题目要求
将下方全部各行逐字复制一遍，其中的图片不要写入答案。

[区域标注条目]
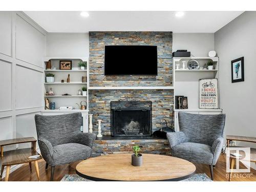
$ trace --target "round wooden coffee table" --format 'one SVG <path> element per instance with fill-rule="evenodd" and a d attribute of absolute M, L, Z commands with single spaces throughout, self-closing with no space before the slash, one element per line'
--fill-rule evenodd
<path fill-rule="evenodd" d="M 76 173 L 93 181 L 180 181 L 191 177 L 196 166 L 185 160 L 160 155 L 143 155 L 143 165 L 131 164 L 132 154 L 91 158 L 77 164 Z"/>

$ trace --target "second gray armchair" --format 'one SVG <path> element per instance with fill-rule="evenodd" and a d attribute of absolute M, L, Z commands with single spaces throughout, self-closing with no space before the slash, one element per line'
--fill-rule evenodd
<path fill-rule="evenodd" d="M 179 112 L 180 131 L 167 137 L 173 155 L 188 161 L 213 165 L 220 156 L 223 143 L 225 114 L 198 115 Z"/>
<path fill-rule="evenodd" d="M 38 144 L 44 159 L 51 166 L 51 181 L 54 167 L 89 158 L 96 138 L 93 133 L 82 133 L 80 113 L 66 115 L 36 115 Z"/>

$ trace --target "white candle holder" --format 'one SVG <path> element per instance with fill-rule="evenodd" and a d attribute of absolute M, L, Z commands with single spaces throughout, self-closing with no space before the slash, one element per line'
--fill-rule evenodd
<path fill-rule="evenodd" d="M 101 119 L 98 120 L 98 135 L 97 135 L 97 137 L 102 137 L 102 135 L 101 135 Z"/>
<path fill-rule="evenodd" d="M 93 114 L 89 114 L 89 133 L 93 133 Z"/>

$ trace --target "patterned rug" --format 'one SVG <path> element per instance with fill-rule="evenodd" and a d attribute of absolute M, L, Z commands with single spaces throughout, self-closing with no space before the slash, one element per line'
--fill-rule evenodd
<path fill-rule="evenodd" d="M 65 175 L 60 181 L 92 181 L 77 175 Z M 182 181 L 212 181 L 205 174 L 196 174 Z"/>

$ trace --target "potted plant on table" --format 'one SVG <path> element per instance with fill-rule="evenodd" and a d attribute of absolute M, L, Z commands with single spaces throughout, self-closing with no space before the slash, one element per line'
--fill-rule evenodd
<path fill-rule="evenodd" d="M 78 66 L 80 67 L 81 70 L 84 70 L 84 69 L 87 67 L 87 61 L 80 61 L 78 62 Z"/>
<path fill-rule="evenodd" d="M 82 88 L 82 95 L 83 96 L 87 96 L 87 89 L 86 87 L 83 86 Z"/>
<path fill-rule="evenodd" d="M 48 73 L 46 75 L 46 82 L 54 82 L 54 75 L 52 73 Z"/>
<path fill-rule="evenodd" d="M 132 165 L 133 166 L 141 166 L 142 165 L 142 155 L 139 154 L 140 148 L 138 145 L 134 145 L 133 147 L 134 154 L 132 155 Z"/>
<path fill-rule="evenodd" d="M 212 70 L 214 68 L 214 62 L 212 60 L 207 62 L 207 66 L 208 70 Z"/>

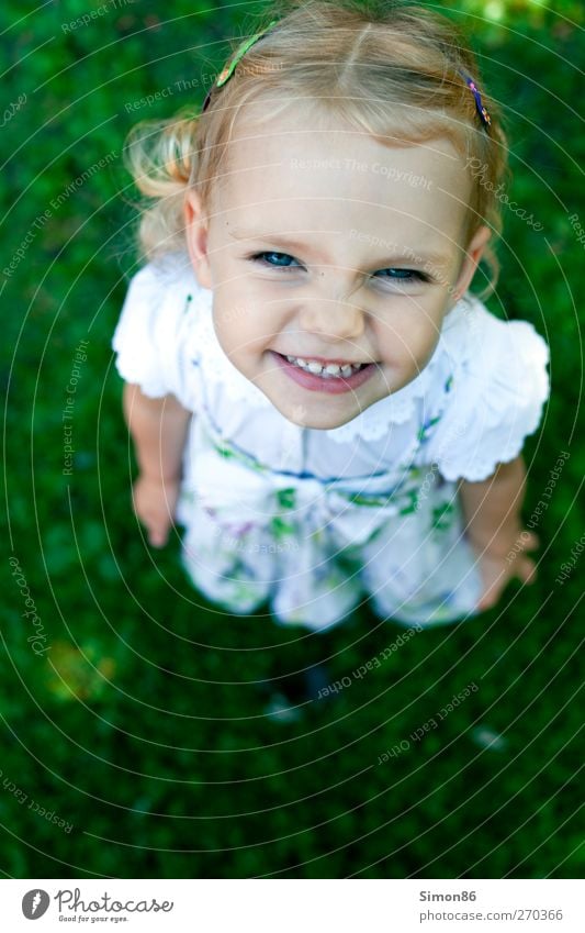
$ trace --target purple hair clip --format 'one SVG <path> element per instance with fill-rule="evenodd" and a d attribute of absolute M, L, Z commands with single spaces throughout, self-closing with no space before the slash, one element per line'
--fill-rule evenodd
<path fill-rule="evenodd" d="M 464 71 L 460 71 L 459 74 L 461 75 L 461 77 L 465 81 L 466 86 L 471 90 L 473 97 L 475 98 L 475 108 L 477 110 L 477 113 L 480 114 L 480 118 L 481 118 L 483 125 L 487 129 L 487 126 L 492 125 L 492 118 L 490 116 L 487 110 L 483 105 L 482 96 L 481 96 L 480 91 L 477 90 L 477 88 L 475 86 L 475 81 L 473 80 L 473 78 L 471 78 Z"/>

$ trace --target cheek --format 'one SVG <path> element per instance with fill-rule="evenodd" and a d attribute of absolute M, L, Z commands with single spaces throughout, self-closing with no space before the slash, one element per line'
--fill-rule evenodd
<path fill-rule="evenodd" d="M 379 334 L 380 346 L 390 362 L 410 359 L 424 366 L 432 356 L 440 331 L 436 315 L 409 308 L 381 321 Z"/>

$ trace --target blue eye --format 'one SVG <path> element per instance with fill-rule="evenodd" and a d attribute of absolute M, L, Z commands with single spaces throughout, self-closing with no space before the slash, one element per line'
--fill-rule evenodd
<path fill-rule="evenodd" d="M 391 275 L 385 276 L 382 275 L 383 273 L 391 273 Z M 428 276 L 426 276 L 424 273 L 417 271 L 416 269 L 380 269 L 376 275 L 381 278 L 385 278 L 387 281 L 429 281 Z"/>
<path fill-rule="evenodd" d="M 277 262 L 271 262 L 272 257 L 278 257 Z M 255 253 L 255 255 L 250 258 L 255 263 L 263 263 L 267 266 L 272 266 L 272 268 L 274 269 L 289 269 L 291 267 L 291 263 L 296 263 L 296 259 L 294 259 L 292 256 L 289 256 L 288 253 Z"/>
<path fill-rule="evenodd" d="M 274 251 L 267 251 L 265 253 L 255 253 L 249 258 L 252 263 L 259 263 L 260 265 L 269 266 L 272 269 L 303 268 L 303 266 L 297 263 L 294 256 L 289 255 L 289 253 L 277 253 Z M 390 275 L 385 275 L 385 273 L 390 273 Z M 419 273 L 416 269 L 380 269 L 378 273 L 374 273 L 374 277 L 375 276 L 381 279 L 385 279 L 386 281 L 405 282 L 407 285 L 430 281 L 427 275 L 425 275 L 424 273 Z"/>

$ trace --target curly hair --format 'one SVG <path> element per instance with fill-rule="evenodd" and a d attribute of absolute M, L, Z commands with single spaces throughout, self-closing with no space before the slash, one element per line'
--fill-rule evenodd
<path fill-rule="evenodd" d="M 185 248 L 185 192 L 194 188 L 204 206 L 211 203 L 240 109 L 261 101 L 263 120 L 270 121 L 291 99 L 317 100 L 386 146 L 448 138 L 468 167 L 482 166 L 481 173 L 470 173 L 466 242 L 482 224 L 495 234 L 492 240 L 500 234 L 495 192 L 506 175 L 506 136 L 458 26 L 403 0 L 274 0 L 252 32 L 273 20 L 277 25 L 249 48 L 230 80 L 212 89 L 204 112 L 144 121 L 131 132 L 125 158 L 145 196 L 138 230 L 143 255 Z M 488 127 L 462 74 L 481 87 Z M 485 295 L 495 288 L 499 269 L 492 245 L 484 260 Z"/>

完整答案
$ trace --target "round wooden coffee table" --format 'one SVG <path> element per instance with fill-rule="evenodd" and a d attribute of absolute M, L, Z commands with single spaces throughout, self-closing with no space before the slash, one element per line'
--fill-rule evenodd
<path fill-rule="evenodd" d="M 76 173 L 93 181 L 180 181 L 191 177 L 196 166 L 185 160 L 160 155 L 143 155 L 143 165 L 131 164 L 132 154 L 91 158 L 77 164 Z"/>

$ trace --target "second gray armchair" --format 'one SVG <path> element per instance with fill-rule="evenodd" and a d attribute of absolute M, L, Z commands with single spaces throughout, self-closing with no space before the slash, one element per line'
--fill-rule evenodd
<path fill-rule="evenodd" d="M 179 112 L 180 131 L 167 137 L 173 155 L 188 161 L 213 165 L 220 156 L 223 143 L 225 114 L 198 115 Z"/>
<path fill-rule="evenodd" d="M 38 144 L 44 159 L 51 166 L 51 181 L 54 167 L 89 158 L 96 138 L 93 133 L 82 133 L 80 113 L 66 115 L 36 115 Z"/>

$ trace --target "white candle holder" --format 'one SVG <path> element per instance with fill-rule="evenodd" and a d attribute of absolute M, L, Z commands with single spaces throughout, self-closing with no space before the slash, one element per line'
--fill-rule evenodd
<path fill-rule="evenodd" d="M 101 119 L 98 120 L 98 135 L 97 135 L 97 137 L 102 137 L 102 135 L 101 135 Z"/>
<path fill-rule="evenodd" d="M 93 114 L 89 114 L 89 133 L 93 133 Z"/>

$ trace --target "patterned rug" --format 'one SVG <path> element per instance with fill-rule="evenodd" and a d attribute of absolute M, L, Z commands with single spaces throughout, self-closing with no space before the slash, one element per line'
--fill-rule evenodd
<path fill-rule="evenodd" d="M 65 175 L 60 181 L 92 181 L 77 175 Z M 182 181 L 212 181 L 205 174 L 196 174 Z"/>

$ trace --target "potted plant on table" --format 'one SVG <path> element per instance with fill-rule="evenodd" and a d attribute of absolute M, L, Z commands with single spaces throughout, self-closing with no space before the slash, one element per line'
--fill-rule evenodd
<path fill-rule="evenodd" d="M 78 66 L 80 67 L 81 70 L 84 70 L 84 69 L 87 67 L 87 61 L 80 61 L 78 62 Z"/>
<path fill-rule="evenodd" d="M 82 88 L 82 95 L 83 96 L 87 96 L 87 89 L 86 87 L 83 86 Z"/>
<path fill-rule="evenodd" d="M 48 73 L 46 75 L 46 82 L 54 82 L 54 75 L 52 73 Z"/>
<path fill-rule="evenodd" d="M 132 165 L 133 166 L 141 166 L 142 165 L 142 155 L 139 154 L 140 148 L 138 145 L 134 145 L 133 147 L 134 154 L 132 155 Z"/>
<path fill-rule="evenodd" d="M 212 70 L 214 68 L 214 62 L 212 60 L 207 62 L 207 66 L 208 70 Z"/>

$ trace --target purple hair clip --format 'one SVG <path> element per instance with fill-rule="evenodd" and a d attribute of absolute M, L, Z commands with single spaces throughout, self-closing with no space before the slash, one element per line'
--fill-rule evenodd
<path fill-rule="evenodd" d="M 464 71 L 460 71 L 459 74 L 461 75 L 461 77 L 465 81 L 466 86 L 471 90 L 473 97 L 475 98 L 475 108 L 477 110 L 477 113 L 480 114 L 480 118 L 481 118 L 483 125 L 487 129 L 487 126 L 492 125 L 492 118 L 490 116 L 487 110 L 483 105 L 482 96 L 481 96 L 480 91 L 477 90 L 477 88 L 475 86 L 475 81 L 473 80 L 473 78 L 471 78 Z"/>

$ trace --target cheek --format 'one SVG <path> element per instance with fill-rule="evenodd" and a d attribute of absolute M, L, Z commands with single spaces throughout, self-closing with no space before the slash, one element per line'
--fill-rule evenodd
<path fill-rule="evenodd" d="M 379 334 L 380 346 L 390 362 L 410 359 L 424 366 L 432 356 L 440 331 L 436 315 L 409 308 L 381 321 Z"/>

$ trace --target blue eye --format 'one SVG <path> element per instance with fill-rule="evenodd" and a d attribute of absolute M, L, Z commands with single spaces throughout, self-closing with no space before the slash, one element per line'
--fill-rule evenodd
<path fill-rule="evenodd" d="M 391 275 L 385 276 L 382 275 L 383 273 L 391 273 Z M 428 276 L 426 276 L 424 273 L 417 271 L 416 269 L 380 269 L 376 275 L 381 278 L 385 278 L 387 281 L 429 281 Z"/>
<path fill-rule="evenodd" d="M 277 262 L 271 262 L 272 257 L 278 257 Z M 255 253 L 255 255 L 250 258 L 255 263 L 263 263 L 267 266 L 272 266 L 272 268 L 274 269 L 289 269 L 291 267 L 291 263 L 296 263 L 296 259 L 294 259 L 292 256 L 289 256 L 288 253 Z"/>
<path fill-rule="evenodd" d="M 274 251 L 267 251 L 265 253 L 255 253 L 249 258 L 252 263 L 259 263 L 260 265 L 269 266 L 272 269 L 303 268 L 303 266 L 297 263 L 294 256 L 289 255 L 289 253 L 277 253 Z M 390 275 L 385 275 L 385 273 L 390 273 Z M 419 273 L 416 269 L 380 269 L 378 273 L 374 273 L 374 277 L 375 276 L 381 279 L 385 279 L 386 281 L 405 282 L 407 285 L 430 281 L 427 275 L 425 275 L 424 273 Z"/>

$ trace --target curly hair --format 'one SVG <path> element per instance with fill-rule="evenodd" and a d attribute of absolute M, L, Z commands with single spaces throughout, self-closing with no space before the slash, one element per line'
--fill-rule evenodd
<path fill-rule="evenodd" d="M 185 248 L 185 192 L 194 188 L 204 206 L 211 203 L 240 109 L 261 101 L 263 120 L 270 121 L 291 99 L 317 100 L 386 146 L 448 138 L 468 167 L 482 166 L 481 173 L 470 173 L 466 242 L 482 224 L 495 234 L 492 240 L 500 234 L 495 192 L 506 175 L 506 136 L 458 26 L 403 0 L 274 0 L 252 32 L 273 20 L 277 25 L 249 48 L 230 80 L 212 89 L 204 112 L 144 121 L 131 132 L 125 158 L 145 196 L 138 230 L 143 255 Z M 488 127 L 462 74 L 481 87 Z M 485 295 L 495 288 L 499 269 L 492 245 L 484 260 Z"/>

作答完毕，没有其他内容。